### Saved data entries
"""

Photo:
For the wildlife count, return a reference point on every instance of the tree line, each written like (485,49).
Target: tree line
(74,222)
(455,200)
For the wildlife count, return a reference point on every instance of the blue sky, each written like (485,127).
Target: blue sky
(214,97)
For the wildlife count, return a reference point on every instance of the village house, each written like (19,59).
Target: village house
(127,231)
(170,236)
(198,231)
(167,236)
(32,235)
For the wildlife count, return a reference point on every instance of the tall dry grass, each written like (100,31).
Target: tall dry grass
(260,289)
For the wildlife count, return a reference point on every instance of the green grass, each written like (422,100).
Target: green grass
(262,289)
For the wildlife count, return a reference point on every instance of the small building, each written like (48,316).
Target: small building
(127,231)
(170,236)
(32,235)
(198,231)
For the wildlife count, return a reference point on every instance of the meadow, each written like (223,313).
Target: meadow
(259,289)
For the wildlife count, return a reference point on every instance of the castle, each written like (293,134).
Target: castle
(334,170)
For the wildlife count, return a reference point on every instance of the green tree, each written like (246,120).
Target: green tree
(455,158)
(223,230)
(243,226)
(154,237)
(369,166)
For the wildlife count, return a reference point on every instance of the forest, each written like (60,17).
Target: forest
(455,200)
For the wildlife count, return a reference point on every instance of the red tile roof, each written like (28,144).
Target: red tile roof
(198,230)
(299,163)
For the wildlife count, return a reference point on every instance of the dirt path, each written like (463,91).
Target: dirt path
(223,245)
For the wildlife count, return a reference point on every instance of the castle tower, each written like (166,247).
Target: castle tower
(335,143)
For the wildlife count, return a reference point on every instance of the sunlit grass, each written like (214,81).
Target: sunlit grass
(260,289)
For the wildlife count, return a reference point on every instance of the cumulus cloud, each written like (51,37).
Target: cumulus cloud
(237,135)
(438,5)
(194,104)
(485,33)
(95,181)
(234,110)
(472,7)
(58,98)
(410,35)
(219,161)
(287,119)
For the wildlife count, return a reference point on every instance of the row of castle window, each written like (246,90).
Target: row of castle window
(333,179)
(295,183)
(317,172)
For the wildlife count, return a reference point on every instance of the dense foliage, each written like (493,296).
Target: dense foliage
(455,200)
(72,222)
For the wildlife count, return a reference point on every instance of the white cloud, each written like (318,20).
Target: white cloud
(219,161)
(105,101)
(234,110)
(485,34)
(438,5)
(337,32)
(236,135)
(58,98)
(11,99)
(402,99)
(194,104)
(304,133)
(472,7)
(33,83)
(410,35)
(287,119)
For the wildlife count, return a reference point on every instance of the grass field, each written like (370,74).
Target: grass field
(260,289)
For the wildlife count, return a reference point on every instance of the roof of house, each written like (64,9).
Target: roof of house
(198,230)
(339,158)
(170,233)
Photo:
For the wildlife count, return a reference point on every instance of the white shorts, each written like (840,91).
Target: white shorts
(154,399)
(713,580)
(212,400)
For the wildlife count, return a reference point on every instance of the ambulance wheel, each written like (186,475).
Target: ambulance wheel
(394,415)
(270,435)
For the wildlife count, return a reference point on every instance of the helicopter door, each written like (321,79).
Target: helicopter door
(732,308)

"""

### AIM
Your task is to quote all of the data word for word.

### CORRECT RESPONSE
Photo:
For the wildlife count, return a reference point on every instance of the tree line, each written like (485,49).
Target: tree line
(74,222)
(455,200)
For the wildlife count, return a reference point on every instance of the blue sky, each written like (485,127).
Target: blue sky
(214,97)
For the wildlife count, return a reference point on every instance of the village house, each written like (19,59).
Target: village house
(127,231)
(170,236)
(198,231)
(167,236)
(32,235)
For the wildlife count, return a reference point on every instance of the tall dry grass, each written like (100,31).
Target: tall dry grass
(260,289)
For the wildlife count, return a reference point on every instance of the green grass, each written like (422,100).
Target: green grass
(262,289)
For the wildlife count, return a reference point on every instance of the small building, each written like (48,316).
Target: small building
(127,231)
(170,236)
(32,235)
(198,231)
For the wildlife count, return a reference point on every instance of the meadow, each written like (223,313).
Target: meadow
(259,289)
For the wildlife count, return a reference point on every instance of the castle, each written like (293,134).
Target: castle
(334,170)
For the wildlife count, return a reference point on every instance of the green tree, each written like (246,120).
Target: green tree
(455,158)
(223,230)
(243,226)
(154,237)
(369,166)
For the wildlife count, return a reference point on every instance of the forest, each written like (60,17).
Target: forest
(455,200)
For the wildlife count, return a reference point on every instance of the red tile roof, each written like (28,144).
Target: red tile roof
(198,230)
(299,163)
For the wildlife count, return a reference point on every instance of the dirt path, each written like (463,91).
Target: dirt path
(223,245)
For the wildlife count, return a reference point on every instance of the castle tower, each written like (166,247).
Target: castle tower
(335,143)
For the wildlife count, return a reference point on every instance of the sunlit grass, each written like (214,81).
Target: sunlit grass
(260,289)
For the wildlife count, return a reference point on every instance of the cumulus cloud, each written like (51,37).
Target: cumulus cloud
(237,135)
(438,5)
(194,104)
(485,33)
(95,181)
(234,110)
(472,7)
(58,98)
(410,35)
(219,161)
(287,119)
For the wildlife count, return a reference point on every instance of the row of castle window, each written like (246,90).
Target: row of castle window
(333,179)
(295,183)
(317,172)
For the wildlife count, return a reference point on every instance of the dense foliage, each written like (493,296).
Target: dense foliage
(455,200)
(72,222)
For the wildlife count, return a reference point on every instance of the white cloud, each written like (318,20).
Target: white cloud
(219,161)
(105,101)
(234,110)
(485,34)
(438,5)
(337,32)
(236,135)
(58,98)
(11,99)
(402,99)
(194,104)
(304,133)
(472,7)
(33,83)
(410,35)
(287,119)
For the wildlife count, return a reference point on every instance of the grass field, each written like (370,74).
Target: grass field
(260,289)
For the wildlife count, return a reference point on every instance of the roof of house, each written like (64,9).
Target: roof of house
(198,230)
(339,158)
(170,233)
Photo:
For the wildlife count, return a reference point on every instance of the white shorts, each written like (840,91).
Target: white shorts
(154,399)
(713,580)
(212,400)
For the wildlife count, return a reference point on every instance of the ambulance wheel, each written like (186,475).
Target: ambulance wheel
(394,415)
(270,435)
For the wildlife count, return a reference point on every instance of the helicopter door, each written like (321,79).
Target: helicopter door
(732,308)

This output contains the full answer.